### Records provided ###

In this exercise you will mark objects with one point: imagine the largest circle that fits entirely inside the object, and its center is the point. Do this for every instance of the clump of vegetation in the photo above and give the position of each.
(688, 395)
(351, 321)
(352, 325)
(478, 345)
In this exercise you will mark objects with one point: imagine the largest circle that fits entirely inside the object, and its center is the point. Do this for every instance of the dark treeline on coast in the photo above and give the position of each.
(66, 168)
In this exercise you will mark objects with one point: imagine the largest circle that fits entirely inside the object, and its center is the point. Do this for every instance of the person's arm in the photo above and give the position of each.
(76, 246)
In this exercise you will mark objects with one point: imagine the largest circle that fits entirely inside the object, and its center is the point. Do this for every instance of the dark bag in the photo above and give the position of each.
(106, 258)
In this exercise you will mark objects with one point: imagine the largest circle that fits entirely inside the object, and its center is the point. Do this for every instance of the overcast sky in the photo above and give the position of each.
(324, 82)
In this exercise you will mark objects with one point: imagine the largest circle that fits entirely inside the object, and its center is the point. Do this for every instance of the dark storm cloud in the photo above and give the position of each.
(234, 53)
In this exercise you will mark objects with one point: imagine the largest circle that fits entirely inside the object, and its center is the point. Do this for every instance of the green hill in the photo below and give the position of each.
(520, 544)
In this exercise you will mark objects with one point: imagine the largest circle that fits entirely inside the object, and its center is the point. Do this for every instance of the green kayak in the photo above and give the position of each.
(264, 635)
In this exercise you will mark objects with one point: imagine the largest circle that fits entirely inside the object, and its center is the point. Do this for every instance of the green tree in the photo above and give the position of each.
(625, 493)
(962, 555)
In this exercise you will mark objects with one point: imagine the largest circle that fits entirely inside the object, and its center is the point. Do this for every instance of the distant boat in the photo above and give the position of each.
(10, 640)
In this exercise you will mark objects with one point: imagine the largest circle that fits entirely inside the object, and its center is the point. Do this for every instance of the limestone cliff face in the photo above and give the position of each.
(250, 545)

###

Can you lay out the entries above, from the line containing "of the overcast" through the end of the entries, as a two-column CSV with the headers entry_text and response? Give one row per entry, with its text and its answer each in a single quoted field and any line breaks turned into spaces.

entry_text,response
"In this exercise you will mark objects with one point: imagine the largest circle that fits entirely inside the object, and its center is the point. Do this for every instance of the overcast sky in the photo above and give the position of each.","(324, 82)"
"In this exercise you will mark objects with one point: imagine the largest circle that fits entirely inside the object, and its center is the point. Do this for every instance of the dark storm cloud in the photo above and give the position of each.","(234, 53)"
"In this exercise you will mark objects with one point: imagine the largest circle that fits entirely inside the object, and its center is the point. Do this for every instance of the green hill in the photo below and give the position of each.","(520, 544)"
"In this exercise you will mark objects with one point: imagine the largest circle that fits entirely inside the object, and its center is the point. Do this for every instance of the green kayak in the photo above and give the position of each.","(264, 635)"
"In this exercise you will mark objects with one point: imagine the largest circle that fits entirely inside the object, and its center is the point. Do this for every instance of the green tree in the photo above and give the position of each.","(625, 493) (962, 555)"
"In this exercise you will mark objects with one point: imagine the largest circle that fits entirely inside the object, and its center is the point. Do this for every instance of the distant boat in the photo above and give the position of each.","(10, 640)"
"In this exercise you will mark objects with one point: imagine the largest circle that fits entirely inside the object, and its center is the point. Do this for every instance of the limestone cliff face in the photo above and give the position of each.","(250, 545)"